(Working data Opens)

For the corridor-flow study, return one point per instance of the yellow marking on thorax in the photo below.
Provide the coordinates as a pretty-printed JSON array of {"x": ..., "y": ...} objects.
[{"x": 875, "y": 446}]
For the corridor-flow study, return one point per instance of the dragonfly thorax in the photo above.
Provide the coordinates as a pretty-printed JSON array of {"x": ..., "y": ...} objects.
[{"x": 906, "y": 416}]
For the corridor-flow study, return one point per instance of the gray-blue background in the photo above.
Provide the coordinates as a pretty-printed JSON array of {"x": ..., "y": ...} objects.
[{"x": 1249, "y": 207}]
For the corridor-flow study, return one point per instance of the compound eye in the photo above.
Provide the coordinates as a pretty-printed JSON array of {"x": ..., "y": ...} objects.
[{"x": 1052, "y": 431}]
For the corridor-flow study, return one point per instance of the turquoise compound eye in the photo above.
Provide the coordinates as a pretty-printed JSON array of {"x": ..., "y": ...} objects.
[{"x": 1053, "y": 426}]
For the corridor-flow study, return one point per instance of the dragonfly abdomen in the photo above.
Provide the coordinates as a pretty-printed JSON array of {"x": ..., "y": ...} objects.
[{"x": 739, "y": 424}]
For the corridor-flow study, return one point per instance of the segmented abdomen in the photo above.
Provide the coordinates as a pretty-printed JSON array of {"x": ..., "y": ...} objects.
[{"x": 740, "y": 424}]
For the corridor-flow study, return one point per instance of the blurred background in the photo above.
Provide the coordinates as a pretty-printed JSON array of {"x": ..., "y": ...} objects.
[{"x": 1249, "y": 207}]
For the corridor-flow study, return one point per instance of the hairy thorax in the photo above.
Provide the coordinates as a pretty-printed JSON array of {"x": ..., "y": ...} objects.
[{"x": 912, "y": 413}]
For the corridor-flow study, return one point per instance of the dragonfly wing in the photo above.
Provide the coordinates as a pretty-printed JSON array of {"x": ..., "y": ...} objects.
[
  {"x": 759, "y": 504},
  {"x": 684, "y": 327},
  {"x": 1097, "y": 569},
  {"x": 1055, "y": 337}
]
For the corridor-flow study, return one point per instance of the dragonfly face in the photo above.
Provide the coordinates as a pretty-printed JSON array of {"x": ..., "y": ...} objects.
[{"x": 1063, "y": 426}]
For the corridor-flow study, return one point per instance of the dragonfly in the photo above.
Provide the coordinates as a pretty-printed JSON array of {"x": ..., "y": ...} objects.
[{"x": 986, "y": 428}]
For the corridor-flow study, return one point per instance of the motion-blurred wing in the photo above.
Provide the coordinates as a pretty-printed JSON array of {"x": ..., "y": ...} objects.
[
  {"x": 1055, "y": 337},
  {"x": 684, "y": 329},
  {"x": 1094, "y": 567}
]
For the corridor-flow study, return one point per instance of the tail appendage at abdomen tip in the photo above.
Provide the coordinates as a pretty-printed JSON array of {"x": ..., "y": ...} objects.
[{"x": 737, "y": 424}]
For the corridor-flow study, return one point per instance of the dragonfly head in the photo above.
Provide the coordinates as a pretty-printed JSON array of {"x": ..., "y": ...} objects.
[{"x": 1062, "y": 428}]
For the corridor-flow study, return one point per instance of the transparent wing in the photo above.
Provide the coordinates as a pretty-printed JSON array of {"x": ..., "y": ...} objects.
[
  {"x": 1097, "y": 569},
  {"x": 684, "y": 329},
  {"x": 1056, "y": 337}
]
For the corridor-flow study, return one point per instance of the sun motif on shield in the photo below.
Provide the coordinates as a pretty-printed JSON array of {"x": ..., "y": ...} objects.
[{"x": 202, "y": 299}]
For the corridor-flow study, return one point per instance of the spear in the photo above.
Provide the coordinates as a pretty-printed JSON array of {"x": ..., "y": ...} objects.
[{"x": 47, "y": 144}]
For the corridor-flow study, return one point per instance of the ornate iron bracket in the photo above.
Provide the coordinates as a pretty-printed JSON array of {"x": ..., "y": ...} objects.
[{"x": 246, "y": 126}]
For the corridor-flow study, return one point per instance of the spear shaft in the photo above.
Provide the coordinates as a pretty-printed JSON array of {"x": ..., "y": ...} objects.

(Working data Closes)

= Exercise aim =
An exact reproduction of all the entries, complete to the last line, is needed.

= Response to the task =
For the corridor-flow study, return one point per instance of the yellow marking on thorax in the photo below.
Provide the coordinates as a pretty-printed JSON array of {"x": ..., "y": ...} objects.
[{"x": 875, "y": 446}]
For the corridor-flow study, return one point per instance of the dragonfly thorax in the photo above.
Provide the coordinates as a pretty-printed JSON array of {"x": ..., "y": ...} objects.
[{"x": 906, "y": 416}]
For the corridor-flow study, return one point per instance of the gray-blue background in the photo above.
Provide the coordinates as a pretty-printed JSON array of {"x": ..., "y": ...} objects.
[{"x": 1249, "y": 207}]
For the corridor-flow study, return one point per instance of the compound eye in the photo above.
Provide the coordinates as a pretty-printed JSON array of {"x": ..., "y": ...} objects.
[{"x": 1052, "y": 431}]
For the corridor-flow study, return one point per instance of the turquoise compound eye in the photo above.
Provide the coordinates as a pretty-printed JSON array of {"x": ..., "y": ...} objects.
[{"x": 1053, "y": 426}]
For the corridor-flow study, return one point per instance of the dragonfly abdomen in the photo above.
Provide the coordinates as a pretty-printed JSON array of {"x": ..., "y": ...} objects.
[{"x": 739, "y": 424}]
For the corridor-flow study, return one point per instance of the segmented abdomen in the photo above.
Provide the coordinates as a pretty-printed JSON array of {"x": ..., "y": ...} objects.
[{"x": 740, "y": 424}]
For the corridor-flow study, return one point per instance of the blurred background in the photo above.
Provide the coordinates as a pretty-printed JSON array of {"x": ..., "y": ...} objects.
[{"x": 1249, "y": 207}]
For the corridor-flow study, return one point per instance of the hairy thorax in the photo above.
Provide the coordinates as a pretty-printed JSON array of {"x": ..., "y": ...} objects.
[{"x": 912, "y": 413}]
For the corridor-flow study, return one point per instance of the dragonfly wing in the photo above.
Provide the coordinates as a pretty-printed JSON array of {"x": ..., "y": ...} objects.
[
  {"x": 759, "y": 504},
  {"x": 684, "y": 327},
  {"x": 1097, "y": 569},
  {"x": 1055, "y": 337}
]
For the corridor-flow study, return one point per instance of the dragonfly face in the photo above.
Provide the coordinates as a pretty-printed JSON array of {"x": ..., "y": ...} objects.
[{"x": 1063, "y": 426}]
For the corridor-flow study, return one point per instance of the dragonfly in the photo above.
Provide the coordinates as a pretty-printed JSON array of {"x": ..., "y": ...} objects.
[{"x": 986, "y": 428}]
For the corridor-flow study, return one point per instance of the motion-blurred wing in the photo above.
Provide the coordinates as a pretty-printed JSON array of {"x": ..., "y": ...} objects.
[
  {"x": 1055, "y": 337},
  {"x": 684, "y": 329},
  {"x": 1094, "y": 567}
]
For the corridor-flow study, return one point per instance of the tail appendage at abdomen tip in the photo above.
Provide the coordinates as a pretty-printed JSON array of {"x": ..., "y": ...} objects.
[{"x": 737, "y": 424}]
For the corridor-flow study, return one point per instance of the dragonfly head in the photo above.
Provide the coordinates as a pretty-printed JSON array of {"x": ..., "y": ...} objects.
[{"x": 1062, "y": 428}]
For the corridor-flow study, return one point per instance of the transparent wing in the photo above.
Provide the coordinates as a pretty-printed JSON array of {"x": ..., "y": ...} objects.
[
  {"x": 1097, "y": 569},
  {"x": 684, "y": 329},
  {"x": 1056, "y": 337}
]
For the corridor-flow study, return one point per instance of the sun motif on shield in the photo below.
Provide the coordinates as a pretty-printed JSON array of {"x": ..., "y": ...} objects.
[{"x": 202, "y": 299}]
For the corridor-flow study, return one point per instance of the spear in the photo above.
Provide the coordinates as a pretty-printed JSON array of {"x": ..., "y": ...} objects.
[{"x": 47, "y": 144}]
For the corridor-flow study, return one point per instance of the ornate iron bracket in the photo above.
Provide the coordinates as a pretty-printed JSON array of {"x": ..., "y": ...} objects.
[{"x": 246, "y": 126}]
For the corridor-flow study, return one point per instance of the spear shaft in the photo above.
Provide the coordinates as a pretty-printed JSON array of {"x": ..., "y": ...} objects.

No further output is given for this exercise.